Would you please repeat the data that follows, exactly as it reads?

PROVIDED INFORMATION section start

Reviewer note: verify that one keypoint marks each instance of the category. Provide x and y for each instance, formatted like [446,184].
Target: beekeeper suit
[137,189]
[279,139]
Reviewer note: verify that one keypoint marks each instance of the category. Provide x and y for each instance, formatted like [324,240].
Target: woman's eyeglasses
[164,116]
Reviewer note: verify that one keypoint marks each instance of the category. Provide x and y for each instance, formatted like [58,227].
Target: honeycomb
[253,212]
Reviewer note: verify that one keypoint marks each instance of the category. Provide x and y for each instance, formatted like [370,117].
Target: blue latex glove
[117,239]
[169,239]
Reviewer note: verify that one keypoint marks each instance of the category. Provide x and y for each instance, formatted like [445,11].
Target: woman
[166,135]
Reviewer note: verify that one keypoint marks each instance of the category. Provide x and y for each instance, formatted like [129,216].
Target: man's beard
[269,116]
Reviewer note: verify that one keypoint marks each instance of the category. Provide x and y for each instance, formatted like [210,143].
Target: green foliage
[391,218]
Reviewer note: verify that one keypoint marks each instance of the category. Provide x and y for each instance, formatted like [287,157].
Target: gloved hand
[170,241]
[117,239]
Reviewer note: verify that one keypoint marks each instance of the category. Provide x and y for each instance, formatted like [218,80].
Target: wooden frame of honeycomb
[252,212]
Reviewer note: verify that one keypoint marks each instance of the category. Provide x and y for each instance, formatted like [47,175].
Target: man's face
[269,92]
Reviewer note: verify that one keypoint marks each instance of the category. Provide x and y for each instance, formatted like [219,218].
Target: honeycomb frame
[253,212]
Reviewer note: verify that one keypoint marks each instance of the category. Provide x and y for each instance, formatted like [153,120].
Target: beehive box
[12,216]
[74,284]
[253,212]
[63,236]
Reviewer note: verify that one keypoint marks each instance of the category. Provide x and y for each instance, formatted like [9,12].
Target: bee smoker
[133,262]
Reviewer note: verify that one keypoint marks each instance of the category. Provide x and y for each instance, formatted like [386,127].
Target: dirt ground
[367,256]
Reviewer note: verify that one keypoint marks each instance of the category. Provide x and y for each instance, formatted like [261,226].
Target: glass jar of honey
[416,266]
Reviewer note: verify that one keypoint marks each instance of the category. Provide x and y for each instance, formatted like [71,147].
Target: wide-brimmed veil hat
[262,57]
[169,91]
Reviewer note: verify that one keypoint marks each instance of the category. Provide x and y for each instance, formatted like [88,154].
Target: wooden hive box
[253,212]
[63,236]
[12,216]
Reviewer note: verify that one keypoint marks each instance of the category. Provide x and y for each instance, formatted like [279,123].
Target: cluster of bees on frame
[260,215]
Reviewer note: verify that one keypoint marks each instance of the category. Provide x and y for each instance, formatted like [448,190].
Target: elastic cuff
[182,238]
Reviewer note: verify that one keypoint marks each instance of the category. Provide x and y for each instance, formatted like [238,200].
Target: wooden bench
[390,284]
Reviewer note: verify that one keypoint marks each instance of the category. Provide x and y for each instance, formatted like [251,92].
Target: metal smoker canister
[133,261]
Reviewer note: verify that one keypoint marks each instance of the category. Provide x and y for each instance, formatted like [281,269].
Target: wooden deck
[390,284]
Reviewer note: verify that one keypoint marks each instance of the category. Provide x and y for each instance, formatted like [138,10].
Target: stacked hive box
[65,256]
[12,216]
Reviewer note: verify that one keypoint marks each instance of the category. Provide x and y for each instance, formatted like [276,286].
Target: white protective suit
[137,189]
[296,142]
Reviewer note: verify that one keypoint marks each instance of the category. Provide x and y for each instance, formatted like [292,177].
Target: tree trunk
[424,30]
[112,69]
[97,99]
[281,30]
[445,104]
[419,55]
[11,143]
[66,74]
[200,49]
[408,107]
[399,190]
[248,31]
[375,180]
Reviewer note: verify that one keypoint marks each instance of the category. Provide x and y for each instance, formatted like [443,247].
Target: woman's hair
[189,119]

PROVIDED INFORMATION section end

= RESULT =
Reviewer note: verify that one keypoint marks each instance of the category. Provide x and y for each instance, formatted like [446,184].
Target: beekeeper suit
[137,189]
[279,139]
Reviewer note: verify that one keypoint marks each instance of the category. Provide x and y for each instance, formatted like [324,240].
Target: woman's eyeglasses
[164,116]
Reviewer note: verify that one keypoint marks each instance of the category. Provide x and y for each instance, formatted like [58,227].
Target: honeycomb
[253,212]
Reviewer note: verify that one keypoint marks each instance of the category. Provide x and y for each instance, formatted like [370,117].
Target: blue latex glove
[117,239]
[169,239]
Reviewer note: verify that one keypoint marks each instance of the category. Provide x and y for each instance, formatted like [445,11].
Target: woman
[166,135]
Reviewer note: verify that one keypoint marks each instance of the category. Provide x and y for each instance, formatted like [129,216].
Target: man's beard
[269,116]
Reviewer note: verify that one keypoint marks each instance of the category. Provide x and y for each instance, formatted like [210,143].
Target: green foliage
[391,218]
Reviewer note: verify that one keypoint marks each instance of the category. Provide x and y for each instance, formatted like [287,157].
Target: gloved hand
[170,241]
[117,239]
Reviewer note: verify that one keypoint marks each instance of the category. Provide x and y for each instance, formatted like [218,80].
Target: wooden frame of honeycomb
[252,212]
Reviewer note: verify that one keypoint marks each instance of the category. Provide x and y for each instance, formatted like [47,175].
Target: man's face
[269,92]
Reviewer note: verify that one keypoint marks each instance of the category. Provide x and y for each instance, formatted like [219,218].
Target: honeycomb frame
[253,212]
Reviewer note: verify that one keypoint marks each instance of the category. Provide x and y for each instance, formatted like [153,120].
Target: beehive box
[12,216]
[74,284]
[253,212]
[63,236]
Reviewer note: verify that one keypoint marks each instance of the category. Provide x and y for each instance, formatted like [9,12].
Target: bee smoker
[133,262]
Reviewer note: verify that one keypoint marks each instance of the category. Provide x and y for each instance, formatted like [386,127].
Target: dirt ground
[367,256]
Reviewer note: verify that one keypoint marks each instance of the category. Provide x and y for each instance, formatted like [261,226].
Target: glass jar of honey
[416,266]
Reviewer note: verify that one keypoint marks each instance of the category. Provide x and y for each instance, formatted like [71,147].
Target: wide-brimmed veil hat
[262,57]
[169,91]
Reviewer note: verify that one keypoint marks each instance of the category. Provide x and y for each instance, formatted like [88,154].
Target: wooden hive box
[253,212]
[63,236]
[12,216]
Reviewer note: verify that one keypoint marks each instance of the category. Provide x and y for each instance, formatted like [279,123].
Target: cluster of bees on frame
[260,215]
Reviewer note: verify that one keypoint marks each instance of the category. Provide x and y for each instance, formatted like [448,190].
Target: elastic cuff
[182,238]
Reviewer note: verify that one keypoint marks each instance of the category. Provide x and y for each instance, formatted like [238,200].
Target: wooden bench
[390,284]
Reviewer note: verify that one keypoint marks each instance of the category. Provide x and y for each instance, formatted like [251,92].
Target: metal smoker canister
[133,261]
Reviewer note: verify that one keypoint marks each instance of the category. Provide x and y for each instance, formatted like [281,269].
Target: wooden deck
[390,284]
Reviewer note: verify that one keypoint marks each instance of the category. Provide x and y for each instance, formatted like [138,10].
Target: stacked hive box
[65,256]
[12,216]
Reviewer note: verify that one keypoint marks each instance of the category. Provide x and y for each instance, formatted like [276,286].
Target: white protective suit
[137,189]
[296,142]
Reviewer note: verify that one keypoint marks each instance of the category. Provide x and y for each instance, formatted like [292,177].
Target: tree trunk
[424,30]
[112,69]
[97,99]
[281,30]
[445,104]
[419,55]
[11,143]
[66,74]
[200,49]
[408,107]
[399,190]
[248,31]
[375,180]
Reviewer note: verify that one keypoint marks each instance of the category. Provide x and y for each instance, formatted like [443,247].
Target: woman's hair
[189,119]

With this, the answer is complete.